WHAT YOU SHOULD DO -
Rewrite all the records below with every "instance" renamed to "occurrence" and everything else left unchanged, and omit the pictures from your answer.

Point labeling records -
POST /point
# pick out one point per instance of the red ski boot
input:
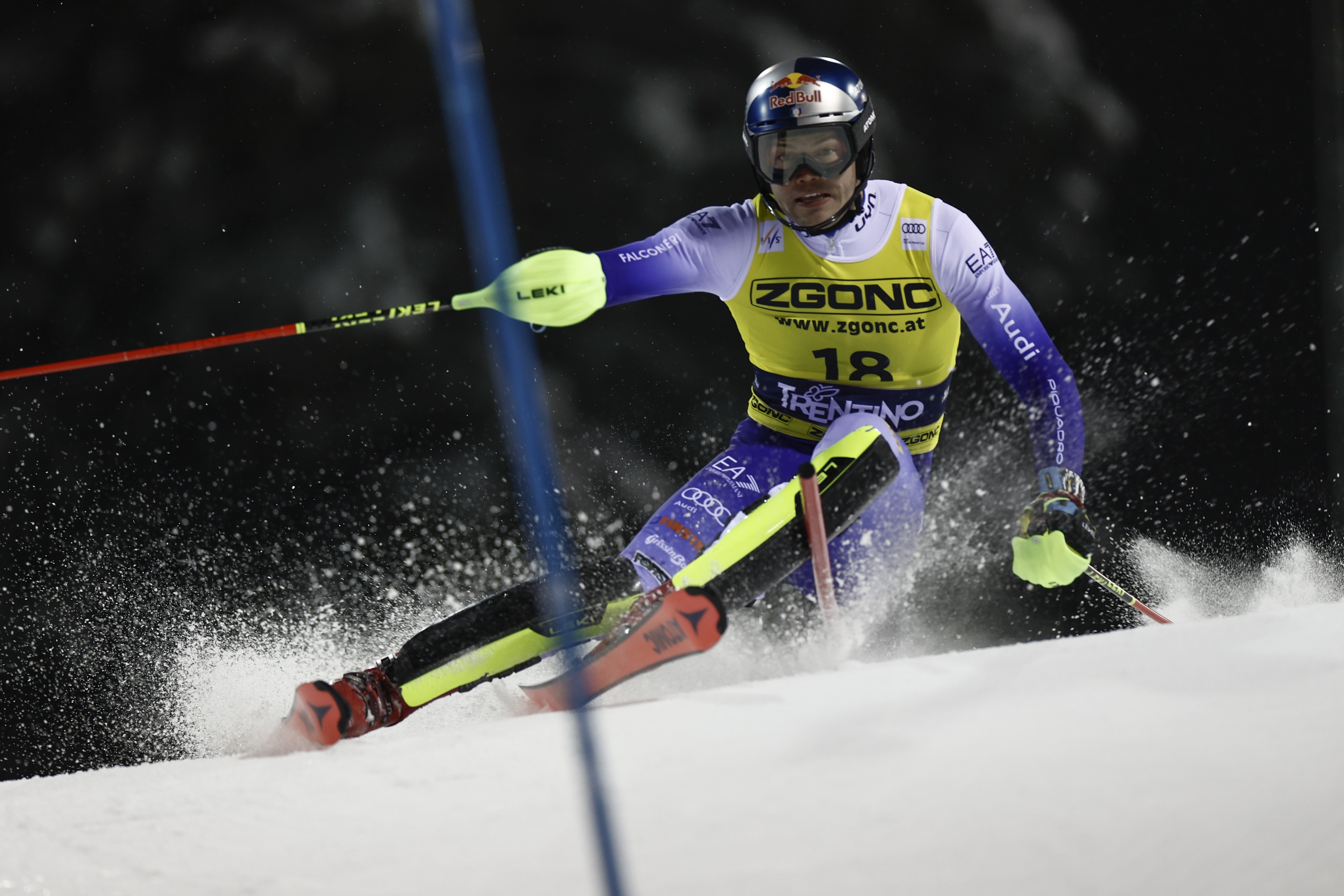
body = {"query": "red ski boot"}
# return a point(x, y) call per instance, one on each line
point(353, 706)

WRITTEN RESPONSE -
POST /point
# pick out one point per occurrence of the red ski boot
input:
body = {"query": "red ski boot"}
# return a point(x, y) call per occurrence, one on each line
point(353, 706)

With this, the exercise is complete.